Put the data below into a numbered list, one entry per line, and leave out any blank lines.

## Start RECORD EXCERPTS

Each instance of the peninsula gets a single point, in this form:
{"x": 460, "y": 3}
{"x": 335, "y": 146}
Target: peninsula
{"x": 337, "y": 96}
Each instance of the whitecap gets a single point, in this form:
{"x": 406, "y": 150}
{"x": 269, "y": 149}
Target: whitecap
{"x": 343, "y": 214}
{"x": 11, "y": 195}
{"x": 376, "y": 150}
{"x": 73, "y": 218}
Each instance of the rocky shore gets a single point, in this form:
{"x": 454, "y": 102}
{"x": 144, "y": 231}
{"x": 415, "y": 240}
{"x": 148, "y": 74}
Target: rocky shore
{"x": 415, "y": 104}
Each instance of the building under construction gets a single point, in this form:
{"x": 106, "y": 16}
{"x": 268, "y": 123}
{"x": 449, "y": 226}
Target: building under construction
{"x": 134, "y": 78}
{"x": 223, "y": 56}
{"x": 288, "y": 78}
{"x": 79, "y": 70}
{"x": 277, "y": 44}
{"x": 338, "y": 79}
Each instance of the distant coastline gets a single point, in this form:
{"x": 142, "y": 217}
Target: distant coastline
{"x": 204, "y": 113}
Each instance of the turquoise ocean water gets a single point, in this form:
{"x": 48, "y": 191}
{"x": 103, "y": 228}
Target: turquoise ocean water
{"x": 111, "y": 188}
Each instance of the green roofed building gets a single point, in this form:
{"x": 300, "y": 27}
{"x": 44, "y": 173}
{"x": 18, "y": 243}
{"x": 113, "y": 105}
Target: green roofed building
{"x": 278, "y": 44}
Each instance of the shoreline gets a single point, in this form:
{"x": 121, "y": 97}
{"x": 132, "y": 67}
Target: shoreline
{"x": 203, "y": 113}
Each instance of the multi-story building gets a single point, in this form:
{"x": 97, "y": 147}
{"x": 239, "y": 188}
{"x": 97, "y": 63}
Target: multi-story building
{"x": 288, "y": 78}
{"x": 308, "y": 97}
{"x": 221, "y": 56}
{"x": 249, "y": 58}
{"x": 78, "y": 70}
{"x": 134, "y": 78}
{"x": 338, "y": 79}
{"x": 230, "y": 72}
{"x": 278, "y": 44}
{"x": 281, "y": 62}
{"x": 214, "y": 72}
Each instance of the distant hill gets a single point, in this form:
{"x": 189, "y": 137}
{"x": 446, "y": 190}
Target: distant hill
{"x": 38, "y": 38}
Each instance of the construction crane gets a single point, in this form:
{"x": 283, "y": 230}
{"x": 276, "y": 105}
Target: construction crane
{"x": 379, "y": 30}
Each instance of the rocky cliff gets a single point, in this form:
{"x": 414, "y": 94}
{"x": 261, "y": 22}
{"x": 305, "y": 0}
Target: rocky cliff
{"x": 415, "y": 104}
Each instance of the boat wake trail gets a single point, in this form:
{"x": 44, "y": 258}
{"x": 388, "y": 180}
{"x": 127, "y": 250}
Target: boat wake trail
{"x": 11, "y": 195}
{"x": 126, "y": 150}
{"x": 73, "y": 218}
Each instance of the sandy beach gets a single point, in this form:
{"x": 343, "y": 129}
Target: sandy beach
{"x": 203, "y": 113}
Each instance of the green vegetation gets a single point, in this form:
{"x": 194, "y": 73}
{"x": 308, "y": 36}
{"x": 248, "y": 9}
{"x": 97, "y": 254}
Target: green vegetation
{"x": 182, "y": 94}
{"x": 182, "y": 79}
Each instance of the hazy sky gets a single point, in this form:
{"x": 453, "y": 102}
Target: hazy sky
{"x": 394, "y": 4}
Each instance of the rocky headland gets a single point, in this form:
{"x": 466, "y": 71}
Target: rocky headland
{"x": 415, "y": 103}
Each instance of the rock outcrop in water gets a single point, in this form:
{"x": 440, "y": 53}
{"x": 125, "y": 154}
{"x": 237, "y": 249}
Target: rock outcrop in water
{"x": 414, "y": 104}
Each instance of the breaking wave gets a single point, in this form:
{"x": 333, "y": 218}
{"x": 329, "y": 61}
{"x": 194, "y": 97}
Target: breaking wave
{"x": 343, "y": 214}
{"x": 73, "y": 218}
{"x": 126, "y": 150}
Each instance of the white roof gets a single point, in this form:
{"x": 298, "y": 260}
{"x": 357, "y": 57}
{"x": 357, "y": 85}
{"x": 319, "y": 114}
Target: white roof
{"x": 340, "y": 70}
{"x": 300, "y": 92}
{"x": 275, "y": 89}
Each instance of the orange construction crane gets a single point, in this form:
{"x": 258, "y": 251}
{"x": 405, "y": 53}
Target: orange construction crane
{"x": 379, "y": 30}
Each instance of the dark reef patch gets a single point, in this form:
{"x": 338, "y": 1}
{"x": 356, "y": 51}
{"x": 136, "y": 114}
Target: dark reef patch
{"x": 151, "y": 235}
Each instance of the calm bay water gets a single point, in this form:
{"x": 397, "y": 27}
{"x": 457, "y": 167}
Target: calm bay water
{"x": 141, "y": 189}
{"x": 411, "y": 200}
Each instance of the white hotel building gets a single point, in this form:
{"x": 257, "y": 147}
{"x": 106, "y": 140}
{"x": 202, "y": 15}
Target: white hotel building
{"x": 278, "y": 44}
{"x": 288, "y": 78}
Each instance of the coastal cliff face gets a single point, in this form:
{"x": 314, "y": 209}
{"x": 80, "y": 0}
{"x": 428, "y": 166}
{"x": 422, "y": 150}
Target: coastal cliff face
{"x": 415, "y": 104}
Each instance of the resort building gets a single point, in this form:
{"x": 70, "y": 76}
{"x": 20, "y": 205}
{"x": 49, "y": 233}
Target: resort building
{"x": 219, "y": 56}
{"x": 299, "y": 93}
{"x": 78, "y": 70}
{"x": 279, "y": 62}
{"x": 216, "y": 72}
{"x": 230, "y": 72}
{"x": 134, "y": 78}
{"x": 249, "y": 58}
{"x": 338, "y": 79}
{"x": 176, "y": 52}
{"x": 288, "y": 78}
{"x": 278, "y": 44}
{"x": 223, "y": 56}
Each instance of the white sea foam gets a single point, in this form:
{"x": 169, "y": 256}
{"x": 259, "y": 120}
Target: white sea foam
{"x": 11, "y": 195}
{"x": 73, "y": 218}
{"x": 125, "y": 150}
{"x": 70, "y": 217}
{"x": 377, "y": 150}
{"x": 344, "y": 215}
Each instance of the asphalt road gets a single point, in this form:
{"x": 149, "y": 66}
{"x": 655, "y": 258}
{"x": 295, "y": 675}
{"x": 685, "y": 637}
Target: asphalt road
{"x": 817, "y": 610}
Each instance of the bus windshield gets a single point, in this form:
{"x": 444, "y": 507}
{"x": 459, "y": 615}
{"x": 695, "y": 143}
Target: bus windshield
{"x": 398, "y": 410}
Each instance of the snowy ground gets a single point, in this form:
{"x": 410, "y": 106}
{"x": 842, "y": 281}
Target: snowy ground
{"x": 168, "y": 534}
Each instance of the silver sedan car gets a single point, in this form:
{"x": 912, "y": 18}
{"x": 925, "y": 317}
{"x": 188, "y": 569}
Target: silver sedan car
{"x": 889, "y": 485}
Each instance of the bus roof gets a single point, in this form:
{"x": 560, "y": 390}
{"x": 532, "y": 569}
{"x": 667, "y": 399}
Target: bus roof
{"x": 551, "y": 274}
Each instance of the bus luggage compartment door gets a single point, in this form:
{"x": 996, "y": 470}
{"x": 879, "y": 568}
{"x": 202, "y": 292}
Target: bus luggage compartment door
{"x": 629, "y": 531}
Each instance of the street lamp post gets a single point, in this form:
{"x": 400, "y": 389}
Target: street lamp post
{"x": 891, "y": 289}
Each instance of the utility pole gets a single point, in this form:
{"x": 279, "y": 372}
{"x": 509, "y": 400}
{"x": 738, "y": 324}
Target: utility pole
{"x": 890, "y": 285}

## End RECORD EXCERPTS

#### WRITTEN ANSWER
1. Each instance of the peninsula gets a single point, in this form:
2. {"x": 460, "y": 3}
3. {"x": 335, "y": 146}
4. Target: peninsula
5. {"x": 337, "y": 96}
6. Each instance of the whitecap gets a single point, in this form:
7. {"x": 406, "y": 150}
8. {"x": 269, "y": 149}
9. Target: whitecap
10. {"x": 343, "y": 214}
11. {"x": 11, "y": 195}
12. {"x": 376, "y": 150}
13. {"x": 73, "y": 218}
14. Each instance of the rocky shore gets a single point, in this form:
15. {"x": 454, "y": 102}
16. {"x": 144, "y": 231}
17. {"x": 415, "y": 240}
18. {"x": 148, "y": 74}
19. Target: rocky shore
20. {"x": 415, "y": 104}
21. Each instance of the building under construction gets a single point, in this form:
22. {"x": 106, "y": 16}
23. {"x": 268, "y": 123}
24. {"x": 449, "y": 226}
25. Target: building under construction
26. {"x": 134, "y": 78}
27. {"x": 223, "y": 56}
28. {"x": 288, "y": 78}
29. {"x": 79, "y": 70}
30. {"x": 277, "y": 44}
31. {"x": 338, "y": 79}
32. Each instance of the distant coastline gets a single point, in this form:
33. {"x": 142, "y": 217}
34. Target: distant coastline
35. {"x": 204, "y": 113}
36. Each instance of the turquoise ocean water gets a single point, in this form:
37. {"x": 48, "y": 191}
38. {"x": 103, "y": 228}
39. Target: turquoise ocean water
40. {"x": 111, "y": 188}
41. Each instance of the green roofed building gets a single point, in this form:
42. {"x": 300, "y": 27}
43. {"x": 44, "y": 173}
44. {"x": 18, "y": 243}
45. {"x": 113, "y": 105}
46. Target: green roofed building
47. {"x": 278, "y": 44}
48. Each instance of the shoreline gets a single point, in this form:
49. {"x": 121, "y": 97}
50. {"x": 132, "y": 67}
51. Target: shoreline
52. {"x": 203, "y": 113}
53. Each instance of the multi-story building gets a single point, in this form:
54. {"x": 97, "y": 147}
55. {"x": 239, "y": 188}
56. {"x": 97, "y": 63}
57. Target: multi-story building
58. {"x": 288, "y": 78}
59. {"x": 308, "y": 97}
60. {"x": 221, "y": 56}
61. {"x": 249, "y": 58}
62. {"x": 78, "y": 70}
63. {"x": 134, "y": 78}
64. {"x": 338, "y": 79}
65. {"x": 230, "y": 72}
66. {"x": 278, "y": 44}
67. {"x": 281, "y": 62}
68. {"x": 214, "y": 72}
69. Each instance of the distant hill gets a single point, in this form:
70. {"x": 189, "y": 137}
71. {"x": 446, "y": 190}
72. Target: distant hill
73. {"x": 38, "y": 38}
74. Each instance of the construction crane gets a single point, in this form:
75. {"x": 283, "y": 230}
76. {"x": 276, "y": 105}
77. Target: construction crane
78. {"x": 379, "y": 30}
79. Each instance of the rocky cliff gets a single point, in this form:
80. {"x": 414, "y": 94}
81. {"x": 261, "y": 22}
82. {"x": 305, "y": 0}
83. Target: rocky cliff
84. {"x": 415, "y": 104}
85. Each instance of the boat wake trail gets a single point, in this form:
86. {"x": 44, "y": 258}
87. {"x": 388, "y": 180}
88. {"x": 127, "y": 250}
89. Target: boat wake trail
90. {"x": 11, "y": 195}
91. {"x": 126, "y": 150}
92. {"x": 73, "y": 218}
93. Each instance of the sandy beach gets a single point, in this form:
94. {"x": 343, "y": 129}
95. Target: sandy beach
96. {"x": 203, "y": 113}
97. Each instance of the green vegetation gets a single point, in this form:
98. {"x": 194, "y": 73}
99. {"x": 308, "y": 36}
100. {"x": 248, "y": 9}
101. {"x": 97, "y": 254}
102. Target: green vegetation
103. {"x": 182, "y": 94}
104. {"x": 182, "y": 79}
105. Each instance of the hazy sky gets a single point, in this form:
106. {"x": 453, "y": 102}
107. Target: hazy sky
108. {"x": 394, "y": 4}
109. Each instance of the rocky headland gets a single point, in this form:
110. {"x": 466, "y": 71}
111. Target: rocky headland
112. {"x": 415, "y": 103}
113. Each instance of the rock outcrop in water gets a single point, in this form:
114. {"x": 440, "y": 53}
115. {"x": 125, "y": 154}
116. {"x": 237, "y": 249}
117. Target: rock outcrop in water
118. {"x": 414, "y": 104}
119. Each instance of the breaking wave gets a single point, in this form:
120. {"x": 333, "y": 218}
121. {"x": 329, "y": 61}
122. {"x": 194, "y": 97}
123. Target: breaking wave
124. {"x": 343, "y": 214}
125. {"x": 73, "y": 218}
126. {"x": 126, "y": 150}
127. Each instance of the white roof gets a single point, in this form:
128. {"x": 298, "y": 260}
129. {"x": 357, "y": 57}
130. {"x": 357, "y": 85}
131. {"x": 319, "y": 114}
132. Target: white roof
133. {"x": 340, "y": 70}
134. {"x": 300, "y": 92}
135. {"x": 275, "y": 89}
136. Each instance of the orange construction crane gets a single point, in this form:
137. {"x": 258, "y": 251}
138. {"x": 405, "y": 53}
139. Target: orange construction crane
140. {"x": 379, "y": 30}
141. Each instance of the dark reef patch gets a single point, in this form:
142. {"x": 338, "y": 1}
143. {"x": 356, "y": 51}
144. {"x": 136, "y": 114}
145. Target: dark reef patch
146. {"x": 151, "y": 235}
147. Each instance of the calm bay water gets a single point, in this form:
148. {"x": 397, "y": 27}
149. {"x": 457, "y": 167}
150. Target: calm bay water
151. {"x": 141, "y": 189}
152. {"x": 411, "y": 200}
153. Each instance of the white hotel building gets a single point, in this form:
154. {"x": 257, "y": 147}
155. {"x": 106, "y": 140}
156. {"x": 202, "y": 15}
157. Target: white hotel building
158. {"x": 278, "y": 44}
159. {"x": 288, "y": 78}
160. Each instance of the coastal cliff face gets a single point, in this form:
161. {"x": 314, "y": 209}
162. {"x": 80, "y": 0}
163. {"x": 428, "y": 166}
164. {"x": 422, "y": 150}
165. Target: coastal cliff face
166. {"x": 415, "y": 104}
167. Each instance of the resort building gets a single point, in this form:
168. {"x": 70, "y": 76}
169. {"x": 20, "y": 205}
170. {"x": 49, "y": 233}
171. Target: resort building
172. {"x": 219, "y": 56}
173. {"x": 299, "y": 93}
174. {"x": 78, "y": 70}
175. {"x": 279, "y": 62}
176. {"x": 216, "y": 72}
177. {"x": 230, "y": 72}
178. {"x": 134, "y": 78}
179. {"x": 249, "y": 58}
180. {"x": 338, "y": 79}
181. {"x": 176, "y": 52}
182. {"x": 288, "y": 78}
183. {"x": 278, "y": 44}
184. {"x": 223, "y": 56}
185. Each instance of the white sea foam gets a single point, in this form:
186. {"x": 169, "y": 256}
187. {"x": 259, "y": 120}
188. Target: white sea foam
189. {"x": 11, "y": 195}
190. {"x": 73, "y": 218}
191. {"x": 125, "y": 150}
192. {"x": 70, "y": 217}
193. {"x": 377, "y": 150}
194. {"x": 344, "y": 215}
195. Each instance of the asphalt road gets a single point, in this form:
196. {"x": 149, "y": 66}
197. {"x": 655, "y": 258}
198. {"x": 295, "y": 675}
199. {"x": 685, "y": 637}
200. Target: asphalt road
201. {"x": 817, "y": 610}
202. Each instance of the bus windshield gets a single point, in this form:
203. {"x": 444, "y": 507}
204. {"x": 459, "y": 615}
205. {"x": 695, "y": 143}
206. Target: bus windshield
207. {"x": 398, "y": 410}
208. Each instance of the snowy ground gets a single point, in this form:
209. {"x": 410, "y": 106}
210. {"x": 842, "y": 281}
211. Target: snowy ground
212. {"x": 168, "y": 534}
213. Each instance of the silver sedan car gets a single point, in this form:
214. {"x": 912, "y": 18}
215. {"x": 925, "y": 317}
216. {"x": 188, "y": 569}
217. Target: silver sedan car
218. {"x": 889, "y": 485}
219. Each instance of the bus roof gets a single point, in this form:
220. {"x": 560, "y": 390}
221. {"x": 532, "y": 569}
222. {"x": 667, "y": 399}
223. Target: bus roof
224. {"x": 551, "y": 274}
225. Each instance of the bus luggage compartment door gets a single point, in this form:
226. {"x": 996, "y": 470}
227. {"x": 879, "y": 568}
228. {"x": 202, "y": 292}
229. Target: bus luggage compartment door
230. {"x": 629, "y": 531}
231. Each instance of the street lamp post gets a single point, in this form:
232. {"x": 400, "y": 389}
233. Target: street lamp post
234. {"x": 891, "y": 289}
235. Each instance of the utility pole gets a single point, in this form:
236. {"x": 279, "y": 372}
237. {"x": 509, "y": 400}
238. {"x": 738, "y": 324}
239. Target: utility pole
240. {"x": 890, "y": 285}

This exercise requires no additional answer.